## EXERCISE DESCRIPTION
All lines after the one containing "In the picture above, where can the door frame", together with that line itself, should be written out exactly, down to the last line of the entries below.

[Photo-based referring expression data]
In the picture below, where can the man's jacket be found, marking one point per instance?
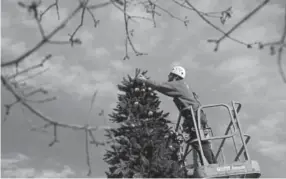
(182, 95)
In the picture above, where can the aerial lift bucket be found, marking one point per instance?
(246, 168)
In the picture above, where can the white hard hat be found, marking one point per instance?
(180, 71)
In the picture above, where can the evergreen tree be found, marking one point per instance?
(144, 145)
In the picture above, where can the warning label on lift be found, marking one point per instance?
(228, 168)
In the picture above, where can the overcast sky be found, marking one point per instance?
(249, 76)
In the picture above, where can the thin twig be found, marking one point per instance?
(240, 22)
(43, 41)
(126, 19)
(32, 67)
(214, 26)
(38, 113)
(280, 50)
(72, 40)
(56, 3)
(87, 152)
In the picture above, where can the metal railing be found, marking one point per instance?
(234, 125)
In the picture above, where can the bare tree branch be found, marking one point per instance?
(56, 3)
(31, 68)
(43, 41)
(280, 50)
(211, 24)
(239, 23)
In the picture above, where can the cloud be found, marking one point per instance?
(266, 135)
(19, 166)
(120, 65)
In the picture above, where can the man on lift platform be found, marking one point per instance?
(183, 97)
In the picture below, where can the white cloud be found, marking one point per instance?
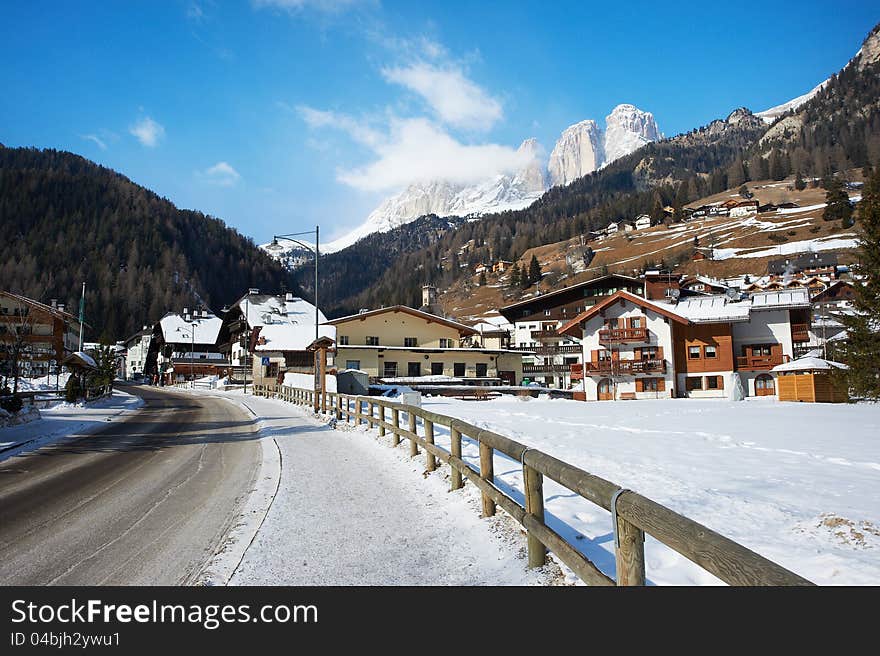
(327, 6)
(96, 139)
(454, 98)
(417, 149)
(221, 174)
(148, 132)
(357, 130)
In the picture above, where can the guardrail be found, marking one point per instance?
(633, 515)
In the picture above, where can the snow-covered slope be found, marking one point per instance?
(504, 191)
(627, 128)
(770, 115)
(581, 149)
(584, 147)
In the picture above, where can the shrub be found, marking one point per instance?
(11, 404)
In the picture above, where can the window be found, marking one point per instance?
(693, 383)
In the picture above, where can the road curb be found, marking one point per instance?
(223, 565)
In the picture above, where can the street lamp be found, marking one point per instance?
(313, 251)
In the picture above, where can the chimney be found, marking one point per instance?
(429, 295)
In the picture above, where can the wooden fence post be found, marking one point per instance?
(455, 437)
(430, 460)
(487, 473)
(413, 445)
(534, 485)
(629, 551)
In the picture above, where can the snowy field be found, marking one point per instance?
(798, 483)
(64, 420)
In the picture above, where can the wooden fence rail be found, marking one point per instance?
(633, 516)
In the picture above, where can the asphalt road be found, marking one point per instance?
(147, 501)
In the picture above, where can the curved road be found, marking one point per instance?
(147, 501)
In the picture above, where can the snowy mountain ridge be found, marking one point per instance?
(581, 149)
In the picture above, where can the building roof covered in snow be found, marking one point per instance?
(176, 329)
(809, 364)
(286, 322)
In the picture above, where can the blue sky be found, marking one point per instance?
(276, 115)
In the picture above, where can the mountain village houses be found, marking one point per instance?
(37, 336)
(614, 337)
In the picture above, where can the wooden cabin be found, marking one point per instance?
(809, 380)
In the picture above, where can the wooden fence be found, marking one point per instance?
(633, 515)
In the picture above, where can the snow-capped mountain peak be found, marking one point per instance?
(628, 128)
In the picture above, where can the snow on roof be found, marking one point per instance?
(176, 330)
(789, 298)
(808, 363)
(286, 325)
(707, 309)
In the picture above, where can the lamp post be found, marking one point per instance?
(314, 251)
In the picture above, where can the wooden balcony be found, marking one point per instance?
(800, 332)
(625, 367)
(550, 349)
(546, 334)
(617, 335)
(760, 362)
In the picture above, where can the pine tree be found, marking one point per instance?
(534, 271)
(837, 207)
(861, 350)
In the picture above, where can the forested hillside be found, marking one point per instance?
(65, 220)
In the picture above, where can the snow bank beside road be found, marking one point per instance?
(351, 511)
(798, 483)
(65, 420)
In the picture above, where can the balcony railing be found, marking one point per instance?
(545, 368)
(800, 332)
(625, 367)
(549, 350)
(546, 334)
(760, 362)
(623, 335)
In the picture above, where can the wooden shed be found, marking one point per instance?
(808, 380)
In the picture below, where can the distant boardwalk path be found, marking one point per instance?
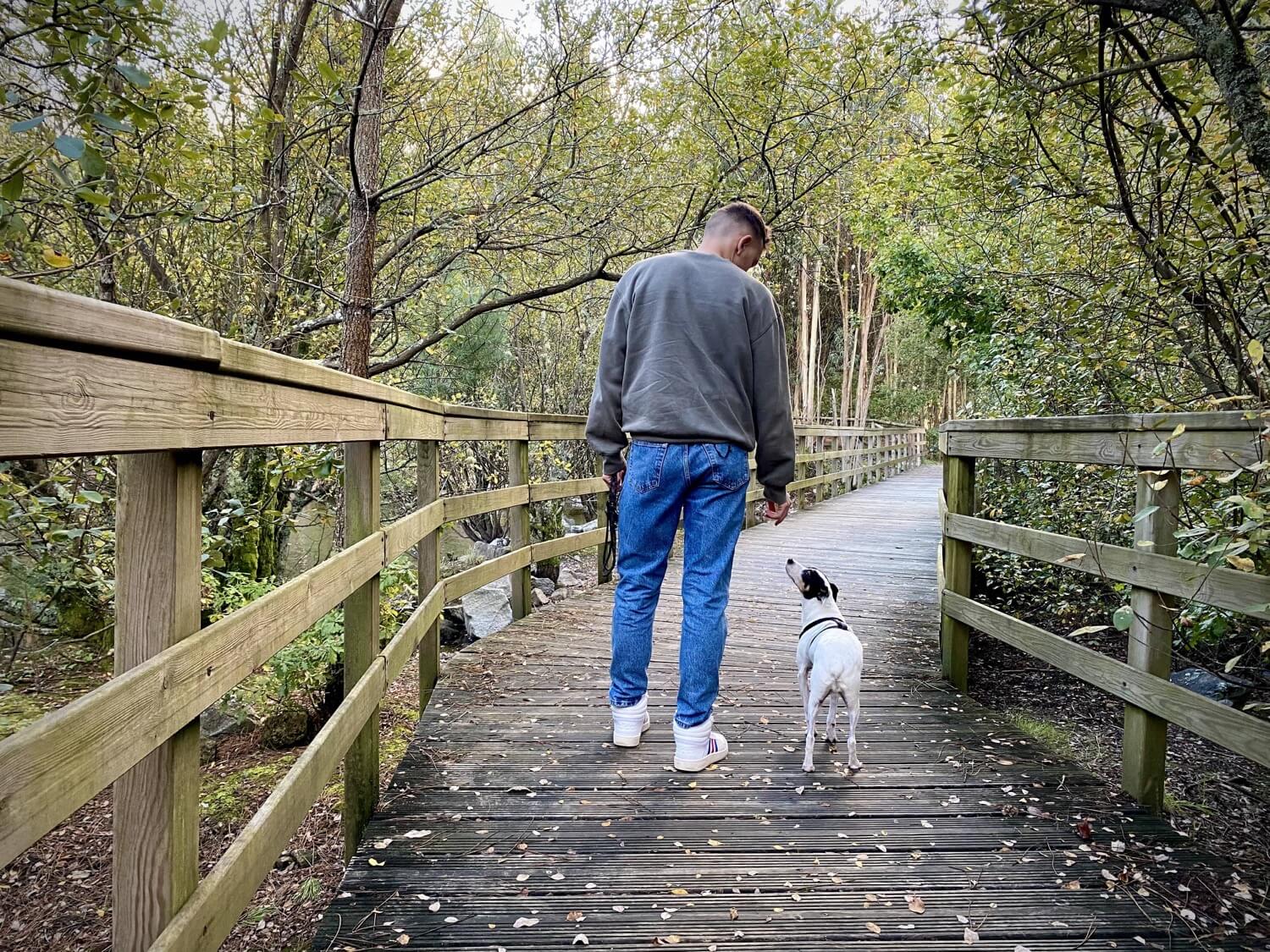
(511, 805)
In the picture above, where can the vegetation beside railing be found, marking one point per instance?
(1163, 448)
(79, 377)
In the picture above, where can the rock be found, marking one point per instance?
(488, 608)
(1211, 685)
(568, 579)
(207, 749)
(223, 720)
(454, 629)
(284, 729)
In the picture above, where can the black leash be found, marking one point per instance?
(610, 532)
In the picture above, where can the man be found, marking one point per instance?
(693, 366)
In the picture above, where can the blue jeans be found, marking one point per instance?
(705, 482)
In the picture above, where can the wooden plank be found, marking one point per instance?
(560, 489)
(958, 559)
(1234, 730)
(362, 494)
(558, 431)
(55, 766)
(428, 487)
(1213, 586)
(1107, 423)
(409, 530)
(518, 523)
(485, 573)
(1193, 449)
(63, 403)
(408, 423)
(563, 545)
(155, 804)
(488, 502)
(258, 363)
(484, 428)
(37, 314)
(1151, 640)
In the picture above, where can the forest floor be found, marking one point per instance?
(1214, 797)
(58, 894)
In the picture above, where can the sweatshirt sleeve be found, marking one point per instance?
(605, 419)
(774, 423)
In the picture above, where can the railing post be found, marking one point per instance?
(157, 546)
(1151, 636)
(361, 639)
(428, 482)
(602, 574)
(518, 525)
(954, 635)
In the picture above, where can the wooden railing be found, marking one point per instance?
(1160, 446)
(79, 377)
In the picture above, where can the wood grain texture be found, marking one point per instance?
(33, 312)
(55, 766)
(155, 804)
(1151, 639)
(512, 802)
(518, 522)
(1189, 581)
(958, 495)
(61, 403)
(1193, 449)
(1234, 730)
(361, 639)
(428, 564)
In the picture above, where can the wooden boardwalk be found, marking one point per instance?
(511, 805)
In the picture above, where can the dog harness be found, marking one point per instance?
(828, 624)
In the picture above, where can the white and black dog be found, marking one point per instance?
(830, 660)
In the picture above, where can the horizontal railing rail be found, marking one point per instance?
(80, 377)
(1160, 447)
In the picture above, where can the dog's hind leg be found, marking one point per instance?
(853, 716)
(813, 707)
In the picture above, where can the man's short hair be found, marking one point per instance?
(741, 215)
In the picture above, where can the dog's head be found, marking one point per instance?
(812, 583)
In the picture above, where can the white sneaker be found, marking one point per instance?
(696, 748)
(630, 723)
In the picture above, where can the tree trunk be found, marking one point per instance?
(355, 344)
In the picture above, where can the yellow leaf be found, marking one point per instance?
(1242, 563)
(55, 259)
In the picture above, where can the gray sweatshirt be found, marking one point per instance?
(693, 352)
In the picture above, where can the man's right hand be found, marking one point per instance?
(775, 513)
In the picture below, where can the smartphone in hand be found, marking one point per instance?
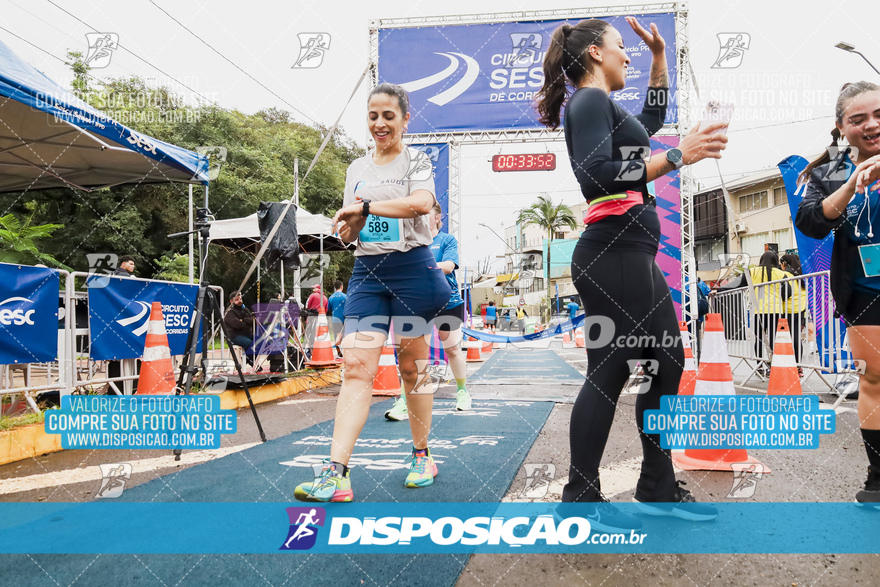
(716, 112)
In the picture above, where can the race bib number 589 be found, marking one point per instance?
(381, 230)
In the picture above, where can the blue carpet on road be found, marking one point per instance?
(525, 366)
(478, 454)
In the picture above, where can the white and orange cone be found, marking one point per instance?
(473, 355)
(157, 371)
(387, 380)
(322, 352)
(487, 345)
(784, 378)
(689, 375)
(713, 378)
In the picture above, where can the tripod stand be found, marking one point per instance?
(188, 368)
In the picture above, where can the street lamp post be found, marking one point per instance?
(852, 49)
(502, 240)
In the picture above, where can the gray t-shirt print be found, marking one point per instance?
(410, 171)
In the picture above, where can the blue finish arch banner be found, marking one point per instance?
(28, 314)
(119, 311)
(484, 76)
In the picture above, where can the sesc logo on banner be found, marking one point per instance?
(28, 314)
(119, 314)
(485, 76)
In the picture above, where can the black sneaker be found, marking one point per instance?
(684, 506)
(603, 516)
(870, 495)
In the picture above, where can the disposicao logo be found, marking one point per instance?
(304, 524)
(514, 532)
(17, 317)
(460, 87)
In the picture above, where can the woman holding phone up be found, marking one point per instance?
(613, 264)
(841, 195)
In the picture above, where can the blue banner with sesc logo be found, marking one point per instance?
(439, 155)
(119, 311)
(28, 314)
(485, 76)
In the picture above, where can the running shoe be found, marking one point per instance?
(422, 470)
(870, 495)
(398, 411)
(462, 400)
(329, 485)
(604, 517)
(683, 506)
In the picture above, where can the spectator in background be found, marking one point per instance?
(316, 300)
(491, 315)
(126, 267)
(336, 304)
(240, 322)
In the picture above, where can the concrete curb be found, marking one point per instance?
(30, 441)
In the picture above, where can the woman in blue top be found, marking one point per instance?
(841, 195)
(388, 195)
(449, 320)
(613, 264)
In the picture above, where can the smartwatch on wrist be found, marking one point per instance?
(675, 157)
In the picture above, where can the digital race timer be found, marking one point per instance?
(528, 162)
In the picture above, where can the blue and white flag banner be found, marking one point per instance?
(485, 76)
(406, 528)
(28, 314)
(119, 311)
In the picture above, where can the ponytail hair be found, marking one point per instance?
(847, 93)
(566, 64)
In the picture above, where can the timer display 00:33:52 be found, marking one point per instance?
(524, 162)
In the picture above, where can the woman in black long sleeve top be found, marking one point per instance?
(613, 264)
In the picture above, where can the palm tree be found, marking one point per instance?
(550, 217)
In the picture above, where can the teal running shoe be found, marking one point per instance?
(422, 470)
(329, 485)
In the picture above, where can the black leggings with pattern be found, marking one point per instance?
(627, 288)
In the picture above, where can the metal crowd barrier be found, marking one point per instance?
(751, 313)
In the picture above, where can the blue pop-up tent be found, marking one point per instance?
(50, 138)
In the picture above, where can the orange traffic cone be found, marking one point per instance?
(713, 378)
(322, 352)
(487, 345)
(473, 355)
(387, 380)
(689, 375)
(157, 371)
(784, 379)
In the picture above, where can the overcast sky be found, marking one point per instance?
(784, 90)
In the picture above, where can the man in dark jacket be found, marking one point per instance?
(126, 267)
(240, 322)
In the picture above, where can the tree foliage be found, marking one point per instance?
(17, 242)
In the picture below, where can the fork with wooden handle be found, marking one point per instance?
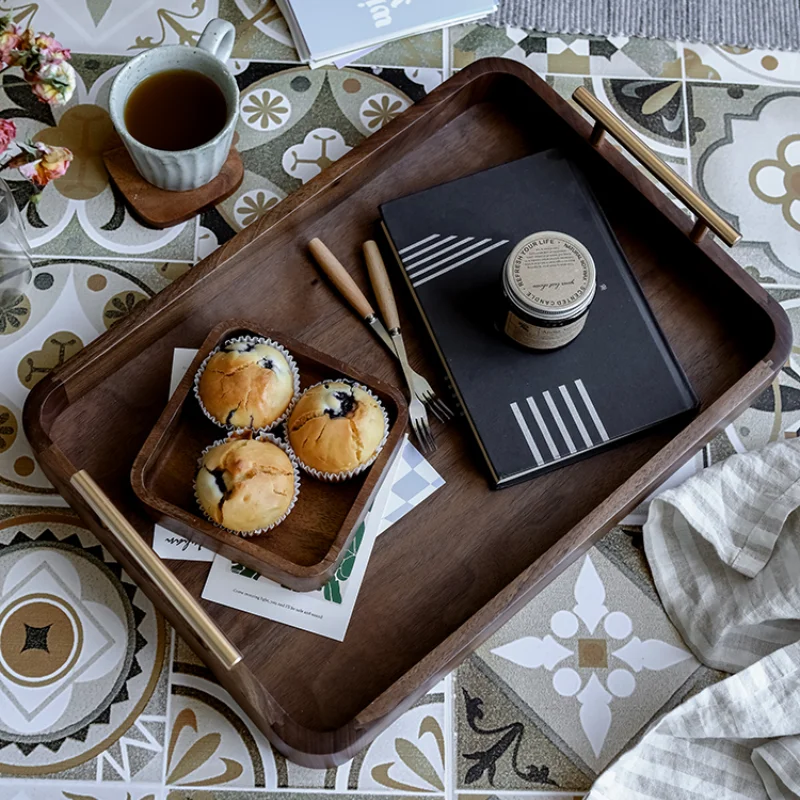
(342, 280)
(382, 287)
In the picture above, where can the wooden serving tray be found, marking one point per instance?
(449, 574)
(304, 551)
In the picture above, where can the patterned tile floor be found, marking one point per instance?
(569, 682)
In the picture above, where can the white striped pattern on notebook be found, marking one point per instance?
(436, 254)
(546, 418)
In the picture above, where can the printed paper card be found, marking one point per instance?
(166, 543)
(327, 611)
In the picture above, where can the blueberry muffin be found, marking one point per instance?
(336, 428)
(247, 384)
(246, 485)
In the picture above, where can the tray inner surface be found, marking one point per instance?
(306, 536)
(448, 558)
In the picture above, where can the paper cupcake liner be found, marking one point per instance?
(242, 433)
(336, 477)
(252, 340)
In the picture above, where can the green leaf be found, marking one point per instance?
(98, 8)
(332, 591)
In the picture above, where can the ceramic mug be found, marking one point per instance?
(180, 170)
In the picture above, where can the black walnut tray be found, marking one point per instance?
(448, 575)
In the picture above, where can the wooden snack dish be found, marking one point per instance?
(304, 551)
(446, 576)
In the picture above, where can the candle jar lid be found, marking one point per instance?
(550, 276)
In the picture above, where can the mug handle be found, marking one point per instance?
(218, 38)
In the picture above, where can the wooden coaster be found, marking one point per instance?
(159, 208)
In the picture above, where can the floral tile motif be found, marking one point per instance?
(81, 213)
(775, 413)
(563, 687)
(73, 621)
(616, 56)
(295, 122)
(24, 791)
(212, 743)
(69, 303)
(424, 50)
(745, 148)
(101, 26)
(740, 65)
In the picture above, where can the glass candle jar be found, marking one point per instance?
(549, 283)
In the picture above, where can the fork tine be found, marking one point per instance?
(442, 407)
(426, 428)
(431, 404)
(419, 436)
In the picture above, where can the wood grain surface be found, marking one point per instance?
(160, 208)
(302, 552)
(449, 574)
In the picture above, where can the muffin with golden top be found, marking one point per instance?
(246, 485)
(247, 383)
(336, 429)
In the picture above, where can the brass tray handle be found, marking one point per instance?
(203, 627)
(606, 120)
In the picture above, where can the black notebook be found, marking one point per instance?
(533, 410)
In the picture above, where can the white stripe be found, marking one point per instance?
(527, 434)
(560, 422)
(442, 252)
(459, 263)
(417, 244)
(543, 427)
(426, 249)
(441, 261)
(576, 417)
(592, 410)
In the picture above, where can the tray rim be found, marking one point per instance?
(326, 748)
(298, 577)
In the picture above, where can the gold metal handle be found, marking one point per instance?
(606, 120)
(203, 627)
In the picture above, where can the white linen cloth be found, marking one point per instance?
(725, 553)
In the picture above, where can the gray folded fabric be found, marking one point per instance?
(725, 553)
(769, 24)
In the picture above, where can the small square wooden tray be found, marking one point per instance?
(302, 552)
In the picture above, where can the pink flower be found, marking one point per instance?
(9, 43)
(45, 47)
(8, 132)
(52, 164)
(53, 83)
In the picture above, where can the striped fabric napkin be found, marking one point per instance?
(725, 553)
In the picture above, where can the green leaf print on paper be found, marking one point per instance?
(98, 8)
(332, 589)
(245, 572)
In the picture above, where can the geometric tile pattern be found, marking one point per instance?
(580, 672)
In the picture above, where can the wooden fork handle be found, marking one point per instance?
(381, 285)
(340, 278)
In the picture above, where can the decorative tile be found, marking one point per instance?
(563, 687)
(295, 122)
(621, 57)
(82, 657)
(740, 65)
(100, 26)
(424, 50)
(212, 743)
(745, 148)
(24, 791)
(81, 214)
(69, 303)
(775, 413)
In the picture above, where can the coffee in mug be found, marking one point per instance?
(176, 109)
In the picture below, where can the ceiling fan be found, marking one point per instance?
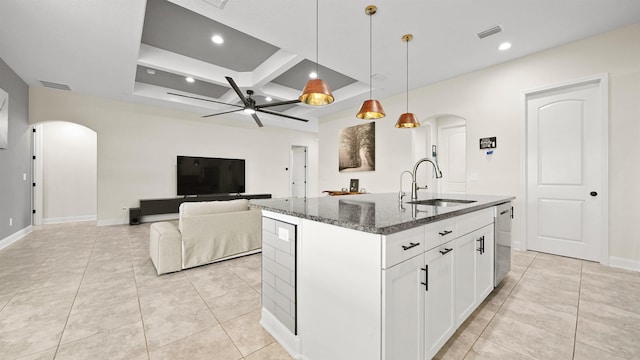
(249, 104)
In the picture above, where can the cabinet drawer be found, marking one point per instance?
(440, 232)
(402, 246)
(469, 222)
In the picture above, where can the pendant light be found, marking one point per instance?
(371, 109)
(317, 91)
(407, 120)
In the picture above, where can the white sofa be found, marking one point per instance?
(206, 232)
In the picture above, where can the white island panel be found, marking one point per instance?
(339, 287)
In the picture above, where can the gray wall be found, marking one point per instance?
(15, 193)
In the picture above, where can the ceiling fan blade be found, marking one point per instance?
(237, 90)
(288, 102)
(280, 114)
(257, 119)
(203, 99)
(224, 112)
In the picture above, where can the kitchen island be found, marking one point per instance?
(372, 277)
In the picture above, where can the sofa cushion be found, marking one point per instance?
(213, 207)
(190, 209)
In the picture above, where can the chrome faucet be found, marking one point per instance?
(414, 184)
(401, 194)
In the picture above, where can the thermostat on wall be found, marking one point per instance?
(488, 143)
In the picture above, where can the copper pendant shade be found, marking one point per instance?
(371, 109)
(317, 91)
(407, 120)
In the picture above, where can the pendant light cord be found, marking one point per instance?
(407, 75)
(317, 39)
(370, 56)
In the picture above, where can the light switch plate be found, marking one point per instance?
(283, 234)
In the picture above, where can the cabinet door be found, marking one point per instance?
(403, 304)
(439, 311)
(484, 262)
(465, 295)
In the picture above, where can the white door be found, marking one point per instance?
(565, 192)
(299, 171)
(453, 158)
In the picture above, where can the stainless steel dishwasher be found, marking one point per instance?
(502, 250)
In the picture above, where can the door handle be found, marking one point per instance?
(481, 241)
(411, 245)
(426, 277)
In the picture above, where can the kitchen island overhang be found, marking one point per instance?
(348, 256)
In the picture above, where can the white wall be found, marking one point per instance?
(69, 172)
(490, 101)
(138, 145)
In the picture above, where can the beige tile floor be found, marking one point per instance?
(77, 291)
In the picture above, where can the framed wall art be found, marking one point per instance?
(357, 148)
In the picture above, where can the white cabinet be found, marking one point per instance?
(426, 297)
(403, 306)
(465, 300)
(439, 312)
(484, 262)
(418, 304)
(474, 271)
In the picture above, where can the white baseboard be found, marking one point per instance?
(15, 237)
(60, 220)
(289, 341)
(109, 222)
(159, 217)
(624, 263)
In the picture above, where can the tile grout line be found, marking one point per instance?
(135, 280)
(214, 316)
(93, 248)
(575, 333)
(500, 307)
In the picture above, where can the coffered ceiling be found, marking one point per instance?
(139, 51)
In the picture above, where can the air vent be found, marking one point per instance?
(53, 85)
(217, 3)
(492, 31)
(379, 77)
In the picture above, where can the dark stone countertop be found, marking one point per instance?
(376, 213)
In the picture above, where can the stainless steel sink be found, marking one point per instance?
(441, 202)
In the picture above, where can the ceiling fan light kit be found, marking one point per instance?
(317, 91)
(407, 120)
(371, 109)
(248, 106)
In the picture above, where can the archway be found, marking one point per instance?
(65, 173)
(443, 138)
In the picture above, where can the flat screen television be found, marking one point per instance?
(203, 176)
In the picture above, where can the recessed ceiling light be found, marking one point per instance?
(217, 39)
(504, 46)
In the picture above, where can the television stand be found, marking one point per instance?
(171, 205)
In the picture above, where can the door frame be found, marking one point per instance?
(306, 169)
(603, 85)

## RESPONSE AREA
In the picture above, where can the door frame be found, marking one point per instance?
(306, 169)
(603, 85)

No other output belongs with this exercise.